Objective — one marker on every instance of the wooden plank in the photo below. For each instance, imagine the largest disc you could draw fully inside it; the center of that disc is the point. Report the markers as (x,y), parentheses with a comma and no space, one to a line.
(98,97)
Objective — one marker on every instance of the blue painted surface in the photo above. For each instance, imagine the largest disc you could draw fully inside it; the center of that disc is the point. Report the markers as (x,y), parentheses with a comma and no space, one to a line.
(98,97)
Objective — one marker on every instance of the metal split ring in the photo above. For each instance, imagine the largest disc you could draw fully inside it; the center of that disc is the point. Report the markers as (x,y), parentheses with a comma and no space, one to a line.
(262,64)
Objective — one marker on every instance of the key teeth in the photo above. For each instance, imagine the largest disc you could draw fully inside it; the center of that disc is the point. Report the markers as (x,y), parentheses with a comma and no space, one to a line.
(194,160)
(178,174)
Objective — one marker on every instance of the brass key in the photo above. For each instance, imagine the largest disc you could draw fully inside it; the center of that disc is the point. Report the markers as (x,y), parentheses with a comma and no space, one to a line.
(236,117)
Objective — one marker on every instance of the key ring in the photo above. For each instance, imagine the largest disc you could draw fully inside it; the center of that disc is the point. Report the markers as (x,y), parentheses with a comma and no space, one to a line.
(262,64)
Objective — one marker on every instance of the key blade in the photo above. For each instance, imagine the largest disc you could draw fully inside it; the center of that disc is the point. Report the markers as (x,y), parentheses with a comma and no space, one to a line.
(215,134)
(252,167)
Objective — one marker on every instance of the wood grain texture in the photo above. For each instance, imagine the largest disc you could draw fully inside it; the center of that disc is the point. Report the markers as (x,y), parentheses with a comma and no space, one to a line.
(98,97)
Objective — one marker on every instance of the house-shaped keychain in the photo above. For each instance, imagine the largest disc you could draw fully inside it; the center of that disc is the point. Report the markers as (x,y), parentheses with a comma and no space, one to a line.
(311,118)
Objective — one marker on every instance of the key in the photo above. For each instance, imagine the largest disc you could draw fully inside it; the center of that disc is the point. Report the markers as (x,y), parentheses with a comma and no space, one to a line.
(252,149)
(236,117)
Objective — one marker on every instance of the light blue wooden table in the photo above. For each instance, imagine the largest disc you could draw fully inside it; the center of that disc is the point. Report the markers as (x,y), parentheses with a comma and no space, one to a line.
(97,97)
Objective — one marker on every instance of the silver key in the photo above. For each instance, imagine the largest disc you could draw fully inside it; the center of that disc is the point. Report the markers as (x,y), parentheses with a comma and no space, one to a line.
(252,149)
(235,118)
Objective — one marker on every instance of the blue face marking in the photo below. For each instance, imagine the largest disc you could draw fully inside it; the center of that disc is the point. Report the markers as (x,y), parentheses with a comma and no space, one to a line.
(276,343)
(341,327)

__________________________________________________

- WHAT IS ASKED -
Transcribe all of the material exactly. Omit nothing.

- FINAL RESULT -
Objective — one marker on every instance of the wooden plank in the photo below. For each instance, imagine the largest disc you could draw fully inside it; the center of that disc is the point. Report the markers as (x,y), parentheses with a comma and no space, one to a line.
(98,97)
Objective — one marker on every instance of the blue painted surface in the photo above. For each instance, imagine the largest disc you could draw fully inside it; the center of that disc is the point. Report the markers as (x,y), parentheses with a comma and no space, one to a line.
(98,97)
Objective — one marker on every instance of the metal split ring in the photo above. For each instance, imagine the largest disc you could draw fully inside it; the center of that disc is the point. Report the markers as (x,y), parentheses with a comma and no space, one to a line.
(262,64)
Objective — one marker on every instance of the key teeth in the photo above. For each instance, imagine the largest disc you could draw fully inside it; the center of that disc is the point. Report the markers as (x,y), parentheses with a comma and no space, one to a line.
(194,160)
(178,174)
Objective — one marker on every instance of the brass key in the photo above. For each instance, imagine the largest disc you could draw fully inside it; the center of that disc is the point. Report the markers as (x,y), parentheses with a comma and no space, one to a line.
(236,117)
Objective — one marker on every instance of the key ring in the photo above. For each instance, imagine the largest disc you could draw fully inside it; the center of that disc is the point. Report the markers as (x,y), parentheses with a comma and no space, one to a line.
(262,64)
Objective — one marker on every instance of the key blade in the photo above. For each instance, imagine the largest disc you could draw fully inside it; the center of that disc is the point. Report the markers as (x,y), parentheses with a comma and no space, one to a line.
(215,134)
(252,167)
Objective — one marker on every instance of the wood grain texture in the photo above. For each instance, imagine the largest disc you could draw fully inside it; the center of that disc is the point. Report the markers as (x,y), parentheses with a comma and no space, one to a line.
(98,97)
Objective — one marker on every instance of the house-shaped keychain in the photo above. For each instance, imagine the largest disc you could draw fully inside it; the center of that disc is the point. Report the markers as (x,y), parentheses with a comma and no space, one to a line.
(311,118)
Objective — one marker on every instance of the key in the photo above. For each instance, imagine the largest disc you could draw fully inside it; the center of that disc is the point. Report the markers as (x,y), parentheses with a comma and no space, one to a line.
(252,149)
(236,117)
Objective — one marker on every instance of the light blue wooden table in the photo above. For each instance, imagine the largest disc you could draw fully inside it; the center of that disc is the point. Report the markers as (x,y), parentheses with a comma and no space, one to a line.
(97,97)
Objective — one marker on every instance of the silver key in the photo above. For each instance, imagine the largest disc you could draw fully inside it; the center of that disc is the point. Report the markers as (x,y), parentheses with a comma and no space, one to a line.
(252,149)
(235,118)
Objective — one marker on every instance of the blue face marking in the photo below. For each instance, imagine the largest disc you could draw fully inside it; the center of that disc is the point. Report the markers as (x,y), parentheses with a comma and no space, one to a line.
(276,343)
(341,327)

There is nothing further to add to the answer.